_Required task 1:_ In the records, begin at the line that has "Each instance of the black" and stop at the end of the records. Rename "keypoint" to "marker" throughout those lines only, leaving everything else unchanged.

== Document

Should the tax authorities be informed about foreign accounts?

In 2025, the State Tax Service of Ukraine (STSU) received full access to automatic international exchange of tax information regarding the accounts of Ukrainian residents abroad. Thanks to the introduction of the CRS (Common Reporting Standard), Ukrainian tax officers will be able to annually receive reports from foreign financial institutions on fund movements, account balances, and the income of Ukrainians in over 110 jurisdictions worldwide, which radically changes the approach to oversight of foreign assets, combating tax evasion, and automating financial supervision.

CRS: global financial transparency
CRS is a model for annual data exchange between the tax authorities of participating countries, developed by the OECD and implemented in Ukrainian law since 2023. From now on, Ukrainian banks, insurance, investment and other financial institutions automatically report on the accounts and operations of residents (individuals and legal entities) to the STSU; in return, Ukraine has the right to receive equivalent information from abroad.

The first exchanges covered data on accounts with a balance of more than $1 million, both for individuals and companies. The second exchange (September 2025) extended to accounts over $250,000. Accounts with a lower balance, for now—under martial law—are not subject to taxation or financial control, although the information is collected and may be analyzed in the future.

What information is transmitted
Under CRS, the STSU receives the following data:

  • full name, identification code, date of birth, address of the account holder;
  • account number, name of the financial institution;
  • balance at the end of the year or at the date of account closure;
  • all receipts and write-offs for the year, dividends, interest, capital gains, or other income;
  • information about whether the account is owned by a company or by a nominee (trust, partnership).

====
== Records to use

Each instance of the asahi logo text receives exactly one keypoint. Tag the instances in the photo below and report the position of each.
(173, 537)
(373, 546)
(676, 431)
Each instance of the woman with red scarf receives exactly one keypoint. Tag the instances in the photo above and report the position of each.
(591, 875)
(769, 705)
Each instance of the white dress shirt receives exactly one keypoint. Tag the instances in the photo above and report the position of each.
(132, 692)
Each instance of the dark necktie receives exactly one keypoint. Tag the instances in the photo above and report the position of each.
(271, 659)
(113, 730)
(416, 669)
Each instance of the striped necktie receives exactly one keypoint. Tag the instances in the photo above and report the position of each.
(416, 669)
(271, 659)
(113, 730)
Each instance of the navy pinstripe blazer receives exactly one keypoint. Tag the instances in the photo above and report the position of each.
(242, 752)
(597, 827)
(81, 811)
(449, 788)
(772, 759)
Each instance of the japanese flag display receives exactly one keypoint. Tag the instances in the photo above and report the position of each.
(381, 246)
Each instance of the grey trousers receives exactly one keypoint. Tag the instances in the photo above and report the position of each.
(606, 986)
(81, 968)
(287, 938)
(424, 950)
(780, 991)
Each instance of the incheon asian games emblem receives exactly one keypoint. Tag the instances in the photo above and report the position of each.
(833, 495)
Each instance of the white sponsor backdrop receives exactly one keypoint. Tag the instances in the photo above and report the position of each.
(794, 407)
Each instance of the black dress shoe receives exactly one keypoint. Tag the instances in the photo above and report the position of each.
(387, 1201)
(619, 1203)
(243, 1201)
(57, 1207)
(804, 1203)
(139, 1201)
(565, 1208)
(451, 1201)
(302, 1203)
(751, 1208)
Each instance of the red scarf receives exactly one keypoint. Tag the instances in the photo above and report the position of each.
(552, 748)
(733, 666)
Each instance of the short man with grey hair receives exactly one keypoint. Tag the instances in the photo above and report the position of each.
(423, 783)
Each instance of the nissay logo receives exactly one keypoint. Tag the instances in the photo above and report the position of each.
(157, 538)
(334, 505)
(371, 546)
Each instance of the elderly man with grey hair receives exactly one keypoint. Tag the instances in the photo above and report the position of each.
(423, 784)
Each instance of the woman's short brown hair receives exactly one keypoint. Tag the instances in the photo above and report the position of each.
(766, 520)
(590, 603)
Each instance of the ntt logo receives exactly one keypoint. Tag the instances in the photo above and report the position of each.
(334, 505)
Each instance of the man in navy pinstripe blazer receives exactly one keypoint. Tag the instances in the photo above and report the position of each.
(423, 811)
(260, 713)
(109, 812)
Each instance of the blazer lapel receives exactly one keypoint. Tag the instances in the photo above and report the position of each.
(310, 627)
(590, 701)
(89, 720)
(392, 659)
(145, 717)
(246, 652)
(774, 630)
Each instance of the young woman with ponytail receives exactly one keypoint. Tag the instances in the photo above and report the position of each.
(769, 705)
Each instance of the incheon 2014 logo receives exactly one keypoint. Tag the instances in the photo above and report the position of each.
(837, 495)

====

_Required task 2:_ Copy word for word the part of the text on foreign accounts that begins at the words "CRS: global financial" and stops after "in the future.".

_Reply 1:_
Each instance of the black dress shoe receives exactly one marker. Tag the instances in the photo above and report the position of each.
(387, 1201)
(619, 1203)
(243, 1201)
(57, 1207)
(804, 1203)
(139, 1201)
(565, 1208)
(451, 1201)
(302, 1203)
(751, 1208)
Each instance of the red scarf receives exactly one marker. Tag the instances in the photo above and report the position of each.
(552, 748)
(733, 666)
Each instance of the short man with grey hair receives exactly one marker. Tag the instances in the photo above and report the position of each.
(423, 783)
Each instance of the nissay logo receives exactly one marker. Tag the instances in the photo above and report the position of each.
(157, 538)
(334, 505)
(371, 546)
Each instance of the elderly man with grey hair receives exactly one marker. Tag the instances in the photo above and report the position of each.
(423, 784)
Each instance of the woman's short brown hair receives exactly one marker. Tag the instances in the photo above and report the position of each.
(766, 520)
(590, 603)
Each instance of the ntt logo receives exactly one marker. Tag the instances in the photo above and report the position of each.
(334, 505)
Each instance of the man in navy pinstripe blazer receives exactly one marker. Tag the instances in the photo above and report the position of each.
(423, 811)
(260, 713)
(109, 812)
Each instance of the blazer lapel receives exactly one marker. Tag the instances in the photo above and report the position of each.
(310, 627)
(590, 701)
(89, 720)
(392, 659)
(145, 717)
(246, 652)
(774, 630)
Each instance of the young woman with ponytail receives exactly one marker. Tag the instances in the photo above and report the position of each.
(769, 705)
Each instance of the incheon 2014 logo receives exactly one marker. Tag the instances in the photo above and report the position of each.
(837, 495)

_Reply 2:_
CRS: global financial transparency
CRS is a model for annual data exchange between the tax authorities of participating countries, developed by the OECD and implemented in Ukrainian law since 2023. From now on, Ukrainian banks, insurance, investment and other financial institutions automatically report on the accounts and operations of residents (individuals and legal entities) to the STSU; in return, Ukraine has the right to receive equivalent information from abroad.

The first exchanges covered data on accounts with a balance of more than $1 million, both for individuals and companies. The second exchange (September 2025) extended to accounts over $250,000. Accounts with a lower balance, for now—under martial law—are not subject to taxation or financial control, although the information is collected and may be analyzed in the future.